## 領域ラベル付けの記録
|---|
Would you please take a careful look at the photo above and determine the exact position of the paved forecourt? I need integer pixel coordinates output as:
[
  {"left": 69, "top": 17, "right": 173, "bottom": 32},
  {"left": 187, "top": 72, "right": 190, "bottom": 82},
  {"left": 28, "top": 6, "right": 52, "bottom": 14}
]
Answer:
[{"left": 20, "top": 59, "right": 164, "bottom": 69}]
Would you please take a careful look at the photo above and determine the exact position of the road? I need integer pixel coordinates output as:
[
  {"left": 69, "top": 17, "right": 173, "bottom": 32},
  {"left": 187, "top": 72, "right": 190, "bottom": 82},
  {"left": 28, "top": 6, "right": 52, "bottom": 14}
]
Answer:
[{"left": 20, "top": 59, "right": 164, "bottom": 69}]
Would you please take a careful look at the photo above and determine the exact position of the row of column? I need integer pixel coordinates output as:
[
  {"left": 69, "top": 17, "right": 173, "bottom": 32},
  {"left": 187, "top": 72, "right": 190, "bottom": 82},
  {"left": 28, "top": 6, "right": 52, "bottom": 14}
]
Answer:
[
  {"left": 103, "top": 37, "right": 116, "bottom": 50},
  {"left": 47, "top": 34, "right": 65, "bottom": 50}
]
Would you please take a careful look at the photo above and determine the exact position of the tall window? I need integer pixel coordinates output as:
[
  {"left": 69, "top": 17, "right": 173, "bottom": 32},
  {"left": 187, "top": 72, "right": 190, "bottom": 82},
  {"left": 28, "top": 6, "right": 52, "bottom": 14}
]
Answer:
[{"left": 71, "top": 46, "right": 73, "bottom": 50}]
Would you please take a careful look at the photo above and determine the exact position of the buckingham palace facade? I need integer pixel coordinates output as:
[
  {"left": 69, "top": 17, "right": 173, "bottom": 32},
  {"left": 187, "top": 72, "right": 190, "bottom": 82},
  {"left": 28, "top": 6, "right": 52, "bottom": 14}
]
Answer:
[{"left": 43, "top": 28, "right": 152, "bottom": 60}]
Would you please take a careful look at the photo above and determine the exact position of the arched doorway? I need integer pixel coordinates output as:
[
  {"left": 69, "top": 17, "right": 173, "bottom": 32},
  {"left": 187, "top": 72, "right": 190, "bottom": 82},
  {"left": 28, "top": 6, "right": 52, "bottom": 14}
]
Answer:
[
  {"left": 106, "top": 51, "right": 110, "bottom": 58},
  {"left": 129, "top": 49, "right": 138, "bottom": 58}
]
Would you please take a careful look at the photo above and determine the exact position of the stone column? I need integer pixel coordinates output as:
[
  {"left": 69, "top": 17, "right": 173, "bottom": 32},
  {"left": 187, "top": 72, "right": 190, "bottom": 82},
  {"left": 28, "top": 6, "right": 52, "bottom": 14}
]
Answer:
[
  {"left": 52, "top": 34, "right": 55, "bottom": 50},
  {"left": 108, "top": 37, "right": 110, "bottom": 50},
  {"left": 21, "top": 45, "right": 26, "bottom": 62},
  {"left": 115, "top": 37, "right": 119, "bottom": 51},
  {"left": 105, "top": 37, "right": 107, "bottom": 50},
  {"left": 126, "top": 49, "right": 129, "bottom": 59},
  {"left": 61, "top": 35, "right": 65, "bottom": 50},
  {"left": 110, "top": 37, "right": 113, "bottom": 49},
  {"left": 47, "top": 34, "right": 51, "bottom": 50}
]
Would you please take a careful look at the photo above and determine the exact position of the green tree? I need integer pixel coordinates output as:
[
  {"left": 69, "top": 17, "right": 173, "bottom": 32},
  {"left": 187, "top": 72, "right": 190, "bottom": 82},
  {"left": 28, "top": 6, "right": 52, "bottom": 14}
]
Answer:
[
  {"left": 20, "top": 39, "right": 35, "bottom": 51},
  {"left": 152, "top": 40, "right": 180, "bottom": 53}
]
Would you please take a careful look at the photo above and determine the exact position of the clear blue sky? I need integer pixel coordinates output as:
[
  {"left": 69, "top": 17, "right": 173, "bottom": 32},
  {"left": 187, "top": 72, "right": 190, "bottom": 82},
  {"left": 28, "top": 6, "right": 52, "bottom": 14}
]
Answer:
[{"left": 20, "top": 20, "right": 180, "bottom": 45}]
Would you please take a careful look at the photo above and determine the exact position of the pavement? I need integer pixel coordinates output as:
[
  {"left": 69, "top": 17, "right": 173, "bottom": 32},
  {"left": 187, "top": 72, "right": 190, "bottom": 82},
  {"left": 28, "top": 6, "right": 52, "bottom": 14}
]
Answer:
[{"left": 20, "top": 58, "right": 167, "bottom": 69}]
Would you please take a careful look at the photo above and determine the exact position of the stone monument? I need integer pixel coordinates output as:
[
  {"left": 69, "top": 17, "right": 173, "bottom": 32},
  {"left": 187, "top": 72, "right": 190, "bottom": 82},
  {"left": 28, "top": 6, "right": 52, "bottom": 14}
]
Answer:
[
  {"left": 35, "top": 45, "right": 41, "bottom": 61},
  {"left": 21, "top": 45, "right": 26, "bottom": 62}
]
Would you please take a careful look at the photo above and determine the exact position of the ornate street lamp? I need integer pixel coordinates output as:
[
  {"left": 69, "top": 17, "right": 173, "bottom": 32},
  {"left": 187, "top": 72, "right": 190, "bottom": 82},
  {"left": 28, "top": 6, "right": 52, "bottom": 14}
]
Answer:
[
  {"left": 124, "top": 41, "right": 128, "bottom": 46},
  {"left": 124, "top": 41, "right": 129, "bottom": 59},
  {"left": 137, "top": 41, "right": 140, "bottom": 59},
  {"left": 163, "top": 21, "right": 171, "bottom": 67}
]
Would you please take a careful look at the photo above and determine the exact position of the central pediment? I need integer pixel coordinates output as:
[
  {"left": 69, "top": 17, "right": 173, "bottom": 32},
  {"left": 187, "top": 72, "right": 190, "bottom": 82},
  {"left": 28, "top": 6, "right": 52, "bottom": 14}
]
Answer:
|---|
## 練習課題
資料のうち「column」という文字列を含む行をすべて選び、一字も変えずに書き写して報告せよ。

## 最終結果
Would you please take a careful look at the photo above and determine the exact position of the row of column? I need integer pixel coordinates output as:
Would you please take a careful look at the photo above and determine the exact position of the stone column? I need integer pixel coordinates output as:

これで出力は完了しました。